» Written instruction
Please write out the lines of the listing below, starting at the line with "For every instance of the air conditioner" and ending at the line with "(1068, 792)", with both of those lines included and nothing changed.

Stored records
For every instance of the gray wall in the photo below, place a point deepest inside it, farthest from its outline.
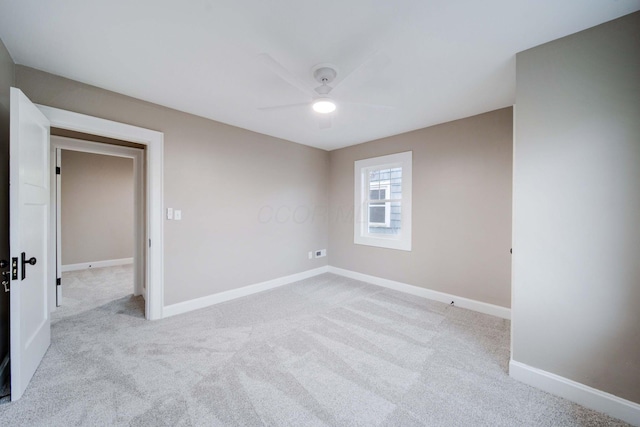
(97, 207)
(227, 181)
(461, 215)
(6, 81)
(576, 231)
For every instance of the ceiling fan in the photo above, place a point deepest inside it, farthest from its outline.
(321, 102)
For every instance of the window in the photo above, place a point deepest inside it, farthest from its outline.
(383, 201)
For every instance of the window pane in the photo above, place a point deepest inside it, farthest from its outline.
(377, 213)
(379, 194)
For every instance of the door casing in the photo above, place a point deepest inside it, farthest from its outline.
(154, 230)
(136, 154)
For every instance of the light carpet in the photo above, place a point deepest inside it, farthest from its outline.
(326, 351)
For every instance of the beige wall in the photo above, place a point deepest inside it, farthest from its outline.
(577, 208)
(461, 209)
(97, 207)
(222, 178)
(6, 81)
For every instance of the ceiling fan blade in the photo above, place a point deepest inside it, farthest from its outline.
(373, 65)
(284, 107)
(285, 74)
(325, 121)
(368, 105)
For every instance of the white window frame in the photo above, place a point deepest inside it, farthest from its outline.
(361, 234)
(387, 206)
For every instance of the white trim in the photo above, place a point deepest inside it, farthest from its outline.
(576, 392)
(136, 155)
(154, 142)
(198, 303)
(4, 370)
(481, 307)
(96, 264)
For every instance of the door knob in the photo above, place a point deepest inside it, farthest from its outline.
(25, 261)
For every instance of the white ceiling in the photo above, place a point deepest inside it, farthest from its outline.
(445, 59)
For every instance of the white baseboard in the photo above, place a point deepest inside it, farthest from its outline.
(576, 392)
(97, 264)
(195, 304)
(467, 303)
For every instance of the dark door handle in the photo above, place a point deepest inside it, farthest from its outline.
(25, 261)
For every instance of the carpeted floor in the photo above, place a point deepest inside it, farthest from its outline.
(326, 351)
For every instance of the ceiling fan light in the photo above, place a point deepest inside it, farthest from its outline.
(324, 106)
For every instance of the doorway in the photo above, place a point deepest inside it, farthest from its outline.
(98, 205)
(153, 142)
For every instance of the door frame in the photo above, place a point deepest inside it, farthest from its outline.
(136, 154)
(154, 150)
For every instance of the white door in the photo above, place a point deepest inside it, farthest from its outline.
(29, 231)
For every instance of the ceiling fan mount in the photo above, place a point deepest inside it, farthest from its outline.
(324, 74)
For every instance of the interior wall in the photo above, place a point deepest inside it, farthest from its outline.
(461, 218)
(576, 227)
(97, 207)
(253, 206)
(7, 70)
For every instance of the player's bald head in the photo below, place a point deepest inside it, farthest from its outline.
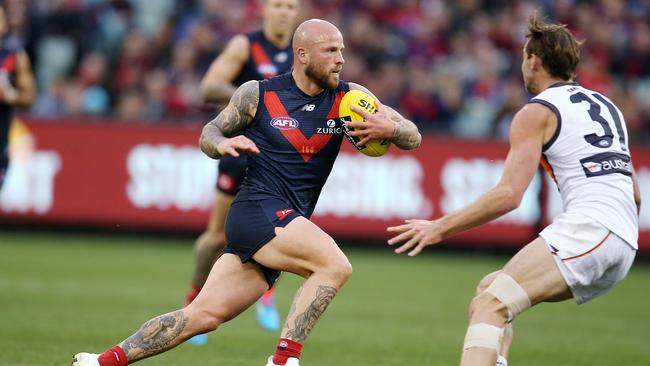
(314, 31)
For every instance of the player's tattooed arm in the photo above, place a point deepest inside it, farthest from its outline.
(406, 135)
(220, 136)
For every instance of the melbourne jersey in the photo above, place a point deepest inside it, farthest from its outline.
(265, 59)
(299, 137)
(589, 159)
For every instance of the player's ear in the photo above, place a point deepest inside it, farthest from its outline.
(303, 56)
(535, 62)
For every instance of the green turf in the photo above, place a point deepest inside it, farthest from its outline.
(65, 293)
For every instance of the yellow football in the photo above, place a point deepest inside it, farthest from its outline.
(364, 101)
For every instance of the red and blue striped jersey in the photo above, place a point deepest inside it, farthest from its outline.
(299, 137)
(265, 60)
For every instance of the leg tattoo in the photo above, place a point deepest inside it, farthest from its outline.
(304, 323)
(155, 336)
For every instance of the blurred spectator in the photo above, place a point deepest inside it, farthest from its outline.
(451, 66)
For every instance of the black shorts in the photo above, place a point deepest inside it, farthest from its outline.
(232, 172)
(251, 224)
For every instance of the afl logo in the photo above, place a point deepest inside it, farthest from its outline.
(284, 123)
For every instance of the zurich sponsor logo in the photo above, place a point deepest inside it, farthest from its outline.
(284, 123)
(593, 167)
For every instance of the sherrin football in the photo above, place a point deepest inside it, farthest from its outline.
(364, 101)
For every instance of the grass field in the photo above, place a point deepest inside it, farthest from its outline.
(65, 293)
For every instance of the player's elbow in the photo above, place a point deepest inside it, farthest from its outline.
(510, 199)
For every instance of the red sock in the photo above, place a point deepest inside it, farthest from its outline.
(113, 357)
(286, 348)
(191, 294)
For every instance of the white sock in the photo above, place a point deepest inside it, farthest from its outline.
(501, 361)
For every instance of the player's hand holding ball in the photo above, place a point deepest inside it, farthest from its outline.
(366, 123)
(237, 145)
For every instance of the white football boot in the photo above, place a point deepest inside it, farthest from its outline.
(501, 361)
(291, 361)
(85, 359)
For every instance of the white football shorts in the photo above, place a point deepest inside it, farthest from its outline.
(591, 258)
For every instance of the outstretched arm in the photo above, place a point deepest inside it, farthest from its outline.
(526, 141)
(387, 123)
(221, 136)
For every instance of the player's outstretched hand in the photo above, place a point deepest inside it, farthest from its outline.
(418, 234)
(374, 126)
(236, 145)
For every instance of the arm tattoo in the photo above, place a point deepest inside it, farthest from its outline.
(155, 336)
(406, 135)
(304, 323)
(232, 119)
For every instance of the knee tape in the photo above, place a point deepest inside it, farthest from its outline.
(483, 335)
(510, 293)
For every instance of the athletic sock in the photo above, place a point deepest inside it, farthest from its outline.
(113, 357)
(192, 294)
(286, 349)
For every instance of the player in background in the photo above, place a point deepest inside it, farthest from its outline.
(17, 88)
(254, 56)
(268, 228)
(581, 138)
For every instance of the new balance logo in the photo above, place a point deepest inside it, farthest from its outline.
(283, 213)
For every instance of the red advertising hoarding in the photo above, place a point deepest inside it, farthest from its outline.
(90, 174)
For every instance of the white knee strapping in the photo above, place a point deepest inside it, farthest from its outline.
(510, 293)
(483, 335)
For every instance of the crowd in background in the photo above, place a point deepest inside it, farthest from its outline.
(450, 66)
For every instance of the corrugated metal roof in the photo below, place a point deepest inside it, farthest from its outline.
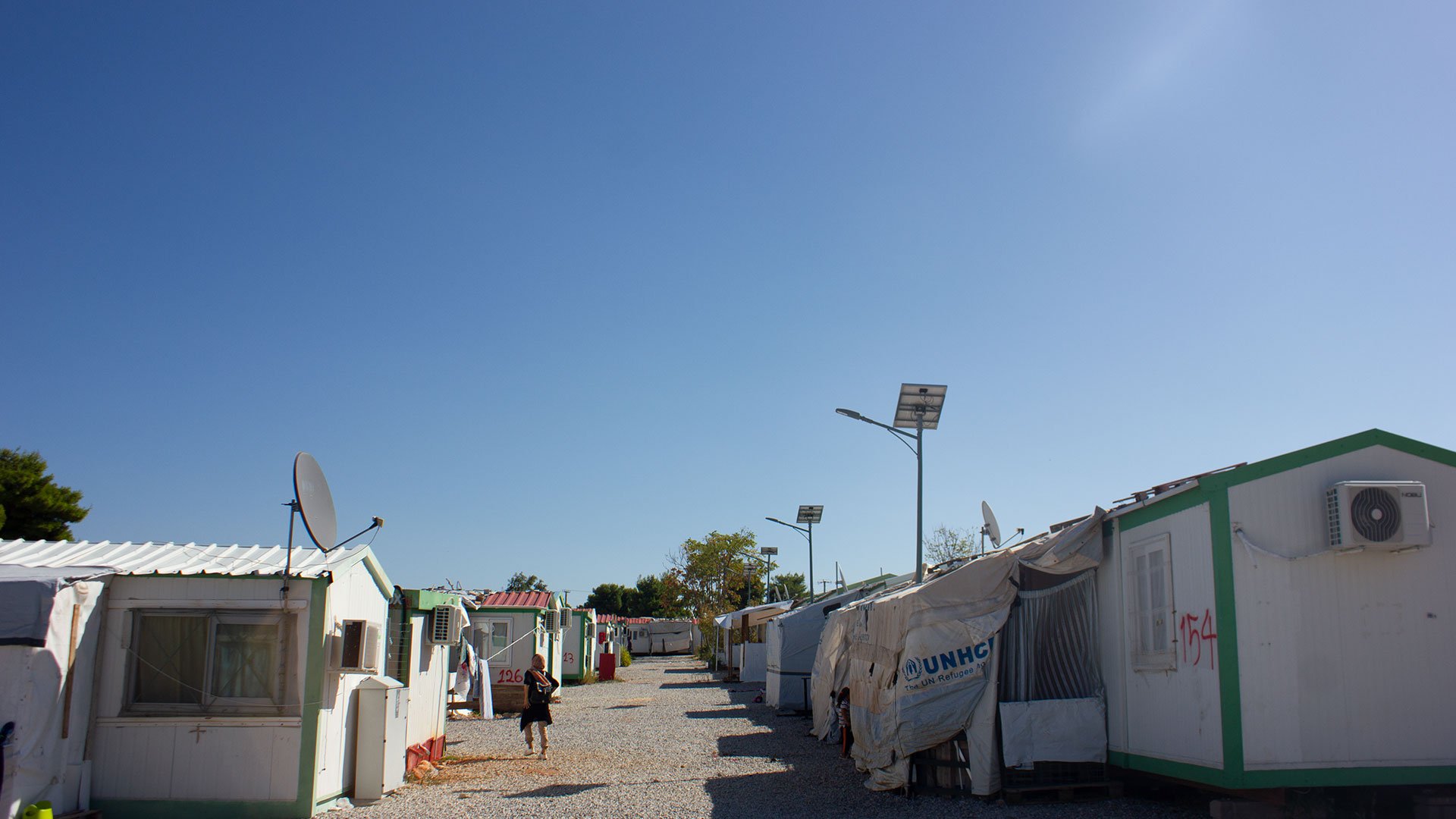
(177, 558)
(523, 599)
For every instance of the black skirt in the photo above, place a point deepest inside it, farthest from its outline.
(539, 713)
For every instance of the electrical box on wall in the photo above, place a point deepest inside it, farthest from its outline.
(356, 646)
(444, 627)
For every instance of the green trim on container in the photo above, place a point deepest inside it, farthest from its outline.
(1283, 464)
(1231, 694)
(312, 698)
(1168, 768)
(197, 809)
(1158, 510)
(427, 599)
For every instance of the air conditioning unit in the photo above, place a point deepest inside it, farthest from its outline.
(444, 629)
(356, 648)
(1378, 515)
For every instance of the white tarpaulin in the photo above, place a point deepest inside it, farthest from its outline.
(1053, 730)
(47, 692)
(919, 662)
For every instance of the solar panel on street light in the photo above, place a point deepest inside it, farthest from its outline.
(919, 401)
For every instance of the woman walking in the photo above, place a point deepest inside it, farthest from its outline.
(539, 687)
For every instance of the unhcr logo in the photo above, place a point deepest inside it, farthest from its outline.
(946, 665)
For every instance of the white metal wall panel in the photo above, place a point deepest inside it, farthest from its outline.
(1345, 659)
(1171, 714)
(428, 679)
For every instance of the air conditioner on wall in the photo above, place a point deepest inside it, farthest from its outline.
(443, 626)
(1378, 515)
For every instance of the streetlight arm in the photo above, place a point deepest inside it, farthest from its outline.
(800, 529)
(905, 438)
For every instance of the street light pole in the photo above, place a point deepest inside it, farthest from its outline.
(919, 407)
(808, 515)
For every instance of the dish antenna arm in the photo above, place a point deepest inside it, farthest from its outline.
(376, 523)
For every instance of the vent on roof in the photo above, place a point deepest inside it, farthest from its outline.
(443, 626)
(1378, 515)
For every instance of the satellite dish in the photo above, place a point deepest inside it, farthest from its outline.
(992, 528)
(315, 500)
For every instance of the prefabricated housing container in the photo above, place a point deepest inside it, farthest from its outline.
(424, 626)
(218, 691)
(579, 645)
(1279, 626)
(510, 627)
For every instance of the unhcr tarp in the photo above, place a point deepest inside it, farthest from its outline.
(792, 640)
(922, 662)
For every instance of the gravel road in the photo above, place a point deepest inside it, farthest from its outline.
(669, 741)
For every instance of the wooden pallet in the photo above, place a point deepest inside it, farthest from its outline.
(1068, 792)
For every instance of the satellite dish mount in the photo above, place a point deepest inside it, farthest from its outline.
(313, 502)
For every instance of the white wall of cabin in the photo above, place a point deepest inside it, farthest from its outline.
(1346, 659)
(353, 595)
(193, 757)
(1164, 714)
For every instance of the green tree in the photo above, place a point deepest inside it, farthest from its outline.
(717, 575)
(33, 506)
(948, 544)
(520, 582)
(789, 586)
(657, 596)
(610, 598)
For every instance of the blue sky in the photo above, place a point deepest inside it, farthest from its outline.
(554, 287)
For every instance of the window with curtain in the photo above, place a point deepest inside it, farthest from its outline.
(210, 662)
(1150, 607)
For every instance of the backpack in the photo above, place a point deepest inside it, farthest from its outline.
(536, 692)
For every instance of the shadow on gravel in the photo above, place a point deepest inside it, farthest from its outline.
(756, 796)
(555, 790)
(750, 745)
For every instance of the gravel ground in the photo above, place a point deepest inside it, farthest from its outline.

» Final result
For every instance of the air conditioner on wall in the photo above, place a point deepest inside it, farthest from its outline.
(443, 626)
(1378, 515)
For every instance of the streetlight arm in the photo above, place a point deepest inside it, farthest from its outline.
(800, 529)
(905, 438)
For every instance of the street light pole in the photo above, place a point deepest inside it, farthest from its outline.
(919, 407)
(808, 515)
For every instance of the dish antenna arm in the photo above, place a point deepest inside it, farthest from its outline.
(376, 523)
For every instance of the vent on roof in the photo above, place a point deepest inside it, farthest from its outline.
(443, 626)
(1378, 515)
For every instance of the satellite dish in the photo above, place a point deepest inside it, farthest from its outline.
(992, 528)
(315, 500)
For every instance of the prefabricated housing container in the photo above, place a point deepest inside it, farthest from its outline.
(424, 626)
(218, 691)
(579, 645)
(1279, 626)
(510, 627)
For every instance of the unhcr tarp in the photo above, place a point deepest inside it, farthest from its outline.
(792, 640)
(922, 662)
For every instance of the gravel road in the photo above, place a point deepest inside it, farthest from its outline.
(669, 741)
For every instance of the wooden pallet in the photo above, place a point deepest inside it, farthest from its outline.
(1068, 792)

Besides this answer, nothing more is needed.